*** Extracted entries Section Begins ***
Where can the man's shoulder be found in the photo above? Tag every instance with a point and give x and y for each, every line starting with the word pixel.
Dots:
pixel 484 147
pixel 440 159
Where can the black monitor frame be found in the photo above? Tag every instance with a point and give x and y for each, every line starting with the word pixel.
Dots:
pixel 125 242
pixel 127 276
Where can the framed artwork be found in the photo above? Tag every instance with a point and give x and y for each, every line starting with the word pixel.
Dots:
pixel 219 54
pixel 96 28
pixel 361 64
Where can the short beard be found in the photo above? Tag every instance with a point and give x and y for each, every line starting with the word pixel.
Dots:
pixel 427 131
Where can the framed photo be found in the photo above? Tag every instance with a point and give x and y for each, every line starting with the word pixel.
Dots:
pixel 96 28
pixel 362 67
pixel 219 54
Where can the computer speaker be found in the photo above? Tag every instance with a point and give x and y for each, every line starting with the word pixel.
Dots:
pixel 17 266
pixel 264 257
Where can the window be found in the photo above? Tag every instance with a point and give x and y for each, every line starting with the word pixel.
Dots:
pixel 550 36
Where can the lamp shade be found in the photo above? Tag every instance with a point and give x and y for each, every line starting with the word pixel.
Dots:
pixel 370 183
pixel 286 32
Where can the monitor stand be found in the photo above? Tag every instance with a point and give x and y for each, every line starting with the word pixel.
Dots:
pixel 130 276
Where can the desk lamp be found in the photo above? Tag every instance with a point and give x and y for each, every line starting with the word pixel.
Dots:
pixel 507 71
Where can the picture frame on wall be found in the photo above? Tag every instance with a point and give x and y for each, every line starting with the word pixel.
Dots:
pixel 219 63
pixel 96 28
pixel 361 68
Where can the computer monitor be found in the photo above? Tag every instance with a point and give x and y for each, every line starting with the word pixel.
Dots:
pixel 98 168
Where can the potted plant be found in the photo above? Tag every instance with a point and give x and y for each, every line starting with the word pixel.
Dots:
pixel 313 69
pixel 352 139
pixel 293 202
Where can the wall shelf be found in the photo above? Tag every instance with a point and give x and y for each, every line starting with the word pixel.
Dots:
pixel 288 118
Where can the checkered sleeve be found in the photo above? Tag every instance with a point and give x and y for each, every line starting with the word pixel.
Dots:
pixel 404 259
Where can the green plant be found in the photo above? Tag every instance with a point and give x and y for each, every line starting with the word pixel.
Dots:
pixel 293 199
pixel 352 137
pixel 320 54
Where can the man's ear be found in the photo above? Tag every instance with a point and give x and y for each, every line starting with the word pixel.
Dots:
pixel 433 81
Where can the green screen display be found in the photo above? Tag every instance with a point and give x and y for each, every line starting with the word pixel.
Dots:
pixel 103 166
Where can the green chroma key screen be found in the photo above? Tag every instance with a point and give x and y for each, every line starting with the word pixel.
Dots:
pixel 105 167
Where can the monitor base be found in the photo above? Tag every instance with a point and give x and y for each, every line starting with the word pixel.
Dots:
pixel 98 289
*** Extracted entries Section Ends ***
• [What the task requires] Where does the string "screen" occur in the listing above? Return every line that contains it.

• [Answer to this exercise]
Where can the green screen display be found in the photo above? Tag every instance with a point and give x and y for each, every line starting with the word pixel.
Where can the green chroma key screen be found in the photo above? Tag every instance with a point and give x and y for each, every line starting with the word pixel.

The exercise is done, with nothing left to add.